- **Your goal**:
Reproduce word for word the passage of the forum thread on gas boiler safety below, starting at "## Ballyman (1" and ending at "liteweight (1 Nov 2006)".

- **Extract provided**:

** start **

That old trick of lighting a match to see inside the gas pipe? I wonder how many people would start to pull a gas boiler apart themselves?

It's always advisable to have a gas heating system serviced professionally when you purchase a second-hand property.


----------



## Ballyman (1 Nov 2006)

It would be terrible if the faulty boiler caused a spark and ignited the gas and your house burned to the ground before you could sell it. Terrible altogether. Isn't Karma great.


----------



## liteweight (1 Nov 2006)

whathome said:


> That old trick of lighting a match to see inside the gas pipe? I wonder how many people would start to pull a gas boiler apart themselves?
> 
> It's always advisable to have a gas heating system serviced professionally when you purchase a second-hand property.



I agree it's always advisable but lots of people have a go at things themselves particularly when faced with a big bill shortly after moving. Perhaps I'm overly cautious. I was around at the time the apartment block on Serpentine Avenue collapsed due to a gas leak in the basement. No one lit a match...it was a radiographer returning from night shift on New Year's Eve, she simply turned on the light switch. Her husband was in bed and presumed unconscious by the time she came home. They were the only two in the building and of course both died. They had left their young son with a minder for the night. Better safe than sorry I say.

** end **

- **Record set**:

** start **

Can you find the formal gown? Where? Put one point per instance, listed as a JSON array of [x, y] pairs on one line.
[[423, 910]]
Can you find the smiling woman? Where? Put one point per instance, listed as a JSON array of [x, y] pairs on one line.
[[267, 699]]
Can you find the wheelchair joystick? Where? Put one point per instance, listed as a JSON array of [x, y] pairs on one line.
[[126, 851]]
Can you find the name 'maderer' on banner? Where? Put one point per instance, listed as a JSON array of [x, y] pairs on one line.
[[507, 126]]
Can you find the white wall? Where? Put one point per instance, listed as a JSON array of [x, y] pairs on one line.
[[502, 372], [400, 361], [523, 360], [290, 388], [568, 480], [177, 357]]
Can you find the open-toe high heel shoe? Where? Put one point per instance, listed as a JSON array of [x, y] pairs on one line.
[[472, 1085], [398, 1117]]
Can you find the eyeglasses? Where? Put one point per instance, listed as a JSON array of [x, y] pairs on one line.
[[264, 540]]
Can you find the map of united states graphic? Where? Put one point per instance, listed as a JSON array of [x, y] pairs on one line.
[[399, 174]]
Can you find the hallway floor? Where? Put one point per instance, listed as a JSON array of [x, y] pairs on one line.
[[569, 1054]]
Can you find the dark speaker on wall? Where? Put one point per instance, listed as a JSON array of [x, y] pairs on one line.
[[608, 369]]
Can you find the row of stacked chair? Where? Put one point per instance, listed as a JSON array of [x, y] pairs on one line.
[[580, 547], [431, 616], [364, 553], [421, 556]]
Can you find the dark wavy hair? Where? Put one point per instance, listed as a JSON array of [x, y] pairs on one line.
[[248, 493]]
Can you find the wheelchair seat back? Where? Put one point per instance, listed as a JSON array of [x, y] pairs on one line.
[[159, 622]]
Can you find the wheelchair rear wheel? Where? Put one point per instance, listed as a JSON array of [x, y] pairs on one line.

** end **

- **Answer for this exercise**:
## Ballyman (1 Nov 2006)

It would be terrible if the faulty boiler caused a spark and ignited the gas and your house burned to the ground before you could sell it. Terrible altogether. Isn't Karma great.


----------



## liteweight (1 Nov 2006)